### Your assignment:
Please print the entries exactly, omitting each image.

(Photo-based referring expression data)
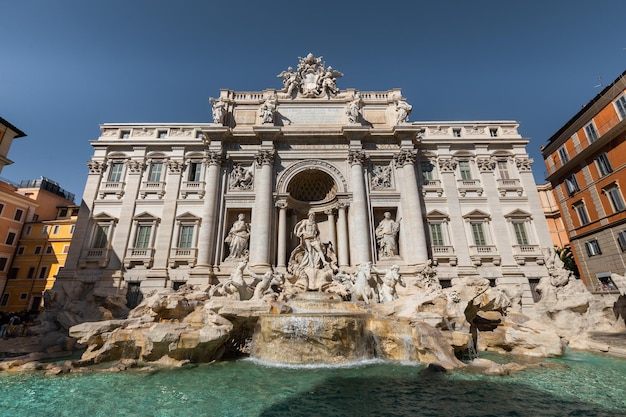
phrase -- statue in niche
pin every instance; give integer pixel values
(353, 110)
(242, 178)
(386, 237)
(291, 81)
(390, 278)
(381, 176)
(219, 110)
(403, 109)
(238, 237)
(362, 289)
(310, 244)
(268, 110)
(312, 263)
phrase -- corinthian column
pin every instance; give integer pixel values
(262, 213)
(360, 230)
(413, 221)
(206, 240)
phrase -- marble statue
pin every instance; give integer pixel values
(268, 110)
(353, 110)
(386, 236)
(242, 178)
(390, 278)
(219, 110)
(310, 244)
(263, 283)
(238, 237)
(403, 109)
(236, 287)
(291, 81)
(362, 289)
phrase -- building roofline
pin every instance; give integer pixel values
(585, 108)
(20, 134)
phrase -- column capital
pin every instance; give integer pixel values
(356, 157)
(265, 157)
(214, 158)
(405, 157)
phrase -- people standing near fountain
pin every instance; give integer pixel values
(238, 237)
(386, 236)
(390, 278)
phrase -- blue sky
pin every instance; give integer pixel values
(69, 65)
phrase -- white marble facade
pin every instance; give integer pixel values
(165, 204)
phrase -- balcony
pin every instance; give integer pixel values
(152, 187)
(509, 185)
(139, 256)
(432, 187)
(99, 256)
(116, 188)
(528, 253)
(183, 256)
(444, 254)
(192, 187)
(484, 253)
(469, 186)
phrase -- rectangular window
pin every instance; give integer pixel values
(520, 233)
(615, 196)
(142, 239)
(582, 213)
(427, 171)
(503, 170)
(12, 274)
(436, 234)
(195, 169)
(43, 272)
(620, 105)
(100, 237)
(621, 239)
(185, 240)
(115, 172)
(10, 238)
(604, 165)
(571, 184)
(592, 133)
(478, 233)
(156, 169)
(464, 168)
(593, 248)
(563, 155)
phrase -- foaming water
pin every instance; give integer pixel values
(579, 385)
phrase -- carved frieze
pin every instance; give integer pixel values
(96, 167)
(524, 164)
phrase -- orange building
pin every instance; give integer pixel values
(557, 229)
(586, 161)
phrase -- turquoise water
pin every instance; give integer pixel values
(583, 385)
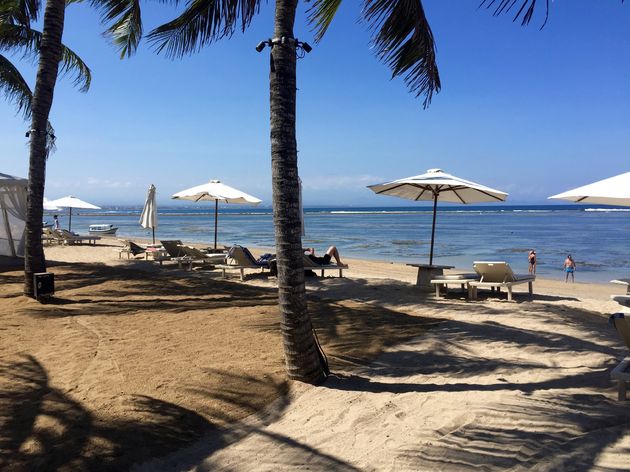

### Exercise answer:
phrase -- statue in niche
pin every instance; give integer pixel values
(353, 110)
(242, 178)
(386, 237)
(291, 81)
(390, 278)
(381, 176)
(219, 110)
(403, 109)
(238, 237)
(362, 289)
(310, 244)
(268, 110)
(312, 263)
phrase -- corinthian column
pin every instance; give integer pixel values
(262, 213)
(360, 230)
(413, 221)
(206, 240)
phrase -- marble statue
pin every instance; give integer pixel values
(268, 110)
(353, 110)
(386, 236)
(242, 178)
(390, 278)
(219, 110)
(310, 244)
(263, 283)
(238, 237)
(403, 109)
(236, 287)
(291, 81)
(362, 289)
phrase -- building roofline
pin every instance; give integer pixel values
(585, 108)
(20, 134)
phrase -- column capital
pin every instance; give integer pixel values
(356, 157)
(265, 157)
(214, 158)
(405, 157)
phrase -- people standing near fountain
pin every instance; give integer pixel values
(238, 237)
(386, 236)
(390, 278)
phrase -- blue sky
pin every instance; give integer pixel values
(69, 65)
phrase -- white marble facade
pin every instance; give integer pixel values
(165, 204)
phrase -- balcony
pin every instance; give integer pixel values
(152, 187)
(509, 185)
(139, 256)
(432, 187)
(99, 256)
(116, 188)
(528, 253)
(183, 256)
(444, 254)
(192, 187)
(484, 253)
(469, 186)
phrase -- rectangular window
pin every instance; give integer pixel values
(520, 233)
(615, 196)
(142, 239)
(582, 213)
(427, 171)
(503, 170)
(12, 274)
(436, 234)
(195, 169)
(43, 272)
(620, 105)
(100, 237)
(621, 239)
(185, 240)
(115, 172)
(10, 238)
(604, 165)
(571, 184)
(592, 133)
(478, 233)
(156, 169)
(464, 168)
(593, 248)
(563, 155)
phrase -- foaming water
pin every instance; give integer pixel values
(579, 385)
phrase -- carved frieze
pin every instance; give integer pixel values
(96, 167)
(524, 164)
phrase -- orange building
pin every instance; give integer pixel values
(557, 229)
(586, 161)
phrase -- turquoise water
pin every instance; give integer pixel values
(583, 385)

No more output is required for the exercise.